## Prompt
Reproduce each of the following records without any deviation.

## Data shown

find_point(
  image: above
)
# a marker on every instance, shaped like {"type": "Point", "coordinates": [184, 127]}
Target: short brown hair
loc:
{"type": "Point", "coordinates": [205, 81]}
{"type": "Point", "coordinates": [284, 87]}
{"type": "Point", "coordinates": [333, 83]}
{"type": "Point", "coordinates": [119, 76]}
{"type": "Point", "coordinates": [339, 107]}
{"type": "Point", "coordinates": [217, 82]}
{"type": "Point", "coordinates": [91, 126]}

## Final answer
find_point(
  image: above
)
# a marker on every instance, shaped like {"type": "Point", "coordinates": [184, 127]}
Target: short brown hair
loc:
{"type": "Point", "coordinates": [205, 81]}
{"type": "Point", "coordinates": [284, 87]}
{"type": "Point", "coordinates": [333, 83]}
{"type": "Point", "coordinates": [119, 76]}
{"type": "Point", "coordinates": [339, 107]}
{"type": "Point", "coordinates": [217, 82]}
{"type": "Point", "coordinates": [91, 126]}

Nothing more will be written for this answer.